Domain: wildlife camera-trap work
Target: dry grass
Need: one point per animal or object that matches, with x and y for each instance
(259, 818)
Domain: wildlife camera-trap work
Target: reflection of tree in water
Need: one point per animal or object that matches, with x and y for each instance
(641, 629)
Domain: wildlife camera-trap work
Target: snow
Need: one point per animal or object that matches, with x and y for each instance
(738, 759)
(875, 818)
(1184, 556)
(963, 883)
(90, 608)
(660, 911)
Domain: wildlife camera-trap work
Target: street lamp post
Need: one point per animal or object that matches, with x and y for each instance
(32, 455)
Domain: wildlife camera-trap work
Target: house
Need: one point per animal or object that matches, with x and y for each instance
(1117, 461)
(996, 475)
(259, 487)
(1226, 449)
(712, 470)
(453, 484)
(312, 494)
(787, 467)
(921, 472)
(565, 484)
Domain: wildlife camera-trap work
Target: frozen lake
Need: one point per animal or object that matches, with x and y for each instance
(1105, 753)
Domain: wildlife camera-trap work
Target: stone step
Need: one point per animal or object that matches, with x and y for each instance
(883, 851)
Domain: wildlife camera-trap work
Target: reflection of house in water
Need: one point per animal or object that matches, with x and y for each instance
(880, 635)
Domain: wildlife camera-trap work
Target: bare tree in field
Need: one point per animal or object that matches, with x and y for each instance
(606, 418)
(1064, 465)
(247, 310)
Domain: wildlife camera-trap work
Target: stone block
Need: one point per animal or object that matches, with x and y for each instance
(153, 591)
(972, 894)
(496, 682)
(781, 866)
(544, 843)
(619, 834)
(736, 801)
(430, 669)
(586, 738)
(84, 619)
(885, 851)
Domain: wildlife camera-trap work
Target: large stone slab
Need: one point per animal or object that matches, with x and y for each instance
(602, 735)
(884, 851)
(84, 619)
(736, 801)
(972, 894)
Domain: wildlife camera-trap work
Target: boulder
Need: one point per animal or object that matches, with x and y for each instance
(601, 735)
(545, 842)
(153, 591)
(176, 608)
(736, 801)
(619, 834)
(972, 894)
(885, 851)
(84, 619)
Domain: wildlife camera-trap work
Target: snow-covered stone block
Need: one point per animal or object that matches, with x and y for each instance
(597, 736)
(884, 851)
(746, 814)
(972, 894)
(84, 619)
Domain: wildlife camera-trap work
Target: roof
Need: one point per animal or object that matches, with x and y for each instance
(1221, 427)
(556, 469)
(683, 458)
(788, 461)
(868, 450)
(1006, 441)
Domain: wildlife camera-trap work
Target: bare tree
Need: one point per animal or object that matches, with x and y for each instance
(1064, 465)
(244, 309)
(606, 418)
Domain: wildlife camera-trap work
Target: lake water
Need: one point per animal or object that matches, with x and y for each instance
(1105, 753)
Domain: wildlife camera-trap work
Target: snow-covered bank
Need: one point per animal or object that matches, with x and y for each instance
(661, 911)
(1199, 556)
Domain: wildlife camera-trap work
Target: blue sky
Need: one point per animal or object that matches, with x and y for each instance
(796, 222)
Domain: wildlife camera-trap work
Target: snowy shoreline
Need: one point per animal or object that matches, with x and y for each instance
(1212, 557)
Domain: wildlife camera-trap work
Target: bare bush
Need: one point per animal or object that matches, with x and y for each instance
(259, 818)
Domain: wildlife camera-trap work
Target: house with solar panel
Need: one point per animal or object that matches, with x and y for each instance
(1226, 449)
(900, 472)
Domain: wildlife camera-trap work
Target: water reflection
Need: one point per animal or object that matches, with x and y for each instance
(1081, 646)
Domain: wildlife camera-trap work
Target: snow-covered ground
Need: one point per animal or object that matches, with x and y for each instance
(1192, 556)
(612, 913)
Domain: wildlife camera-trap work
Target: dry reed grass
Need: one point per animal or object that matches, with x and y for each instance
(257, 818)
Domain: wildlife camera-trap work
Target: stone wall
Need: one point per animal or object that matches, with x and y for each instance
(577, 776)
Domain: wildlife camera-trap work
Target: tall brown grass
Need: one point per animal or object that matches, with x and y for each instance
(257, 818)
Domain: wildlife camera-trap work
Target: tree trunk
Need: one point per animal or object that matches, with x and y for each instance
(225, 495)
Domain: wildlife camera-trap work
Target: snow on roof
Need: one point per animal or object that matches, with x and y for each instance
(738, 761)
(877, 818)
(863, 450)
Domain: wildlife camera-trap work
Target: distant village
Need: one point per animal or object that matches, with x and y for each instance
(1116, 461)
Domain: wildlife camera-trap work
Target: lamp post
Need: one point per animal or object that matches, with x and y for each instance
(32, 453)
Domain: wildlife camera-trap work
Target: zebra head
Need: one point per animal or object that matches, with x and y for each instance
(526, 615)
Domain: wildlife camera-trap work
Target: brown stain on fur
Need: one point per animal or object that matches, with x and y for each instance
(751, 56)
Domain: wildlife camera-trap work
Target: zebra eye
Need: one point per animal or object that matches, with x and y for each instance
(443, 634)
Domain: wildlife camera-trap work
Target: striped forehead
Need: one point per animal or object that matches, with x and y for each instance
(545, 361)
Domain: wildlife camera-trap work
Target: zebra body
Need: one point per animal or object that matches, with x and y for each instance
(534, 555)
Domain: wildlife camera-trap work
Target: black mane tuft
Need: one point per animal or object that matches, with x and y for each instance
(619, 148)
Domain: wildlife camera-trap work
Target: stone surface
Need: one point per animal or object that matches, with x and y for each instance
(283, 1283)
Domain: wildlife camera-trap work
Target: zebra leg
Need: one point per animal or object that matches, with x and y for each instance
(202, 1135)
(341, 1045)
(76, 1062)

About this task: The answer should hold only the lines from the start of the records above through the line containing "Target: reflection of house in water", each set down exactly.

Solved problem:
Domain: wildlife camera-trap work
Target: dry grass
Need: one point per animal or object that matches, with x and y for each instance
(259, 818)
Domain: wildlife camera-trap work
Target: reflection of tree in water
Need: one point per animal or object that matches, with x and y for each instance
(641, 629)
Domain: wildlife camera-trap work
Target: snow
Need: one point per animal or object that matches, with x and y for each instance
(738, 759)
(875, 818)
(1184, 556)
(963, 883)
(90, 608)
(660, 911)
Domain: wildlife camera-trap work
Target: street lamp post
Need: one point per animal or object that matches, with x and y for each instance
(32, 455)
Domain: wildlife camera-trap work
Target: house
Need: one point per animal or object that matches, with x and y for each instance
(1117, 461)
(996, 475)
(259, 487)
(1226, 449)
(712, 470)
(453, 484)
(312, 494)
(787, 467)
(921, 472)
(565, 484)
Domain: wildlife camera-trap work
Target: frozen lake
Need: one point per animal or object that matches, with x and y for each instance
(1105, 753)
Domain: wildlife camera-trap work
Target: stone step
Need: one point per animal or object that matches, with x and y for each instance
(883, 851)
Domain: wildlife camera-trap work
Target: reflection of house in water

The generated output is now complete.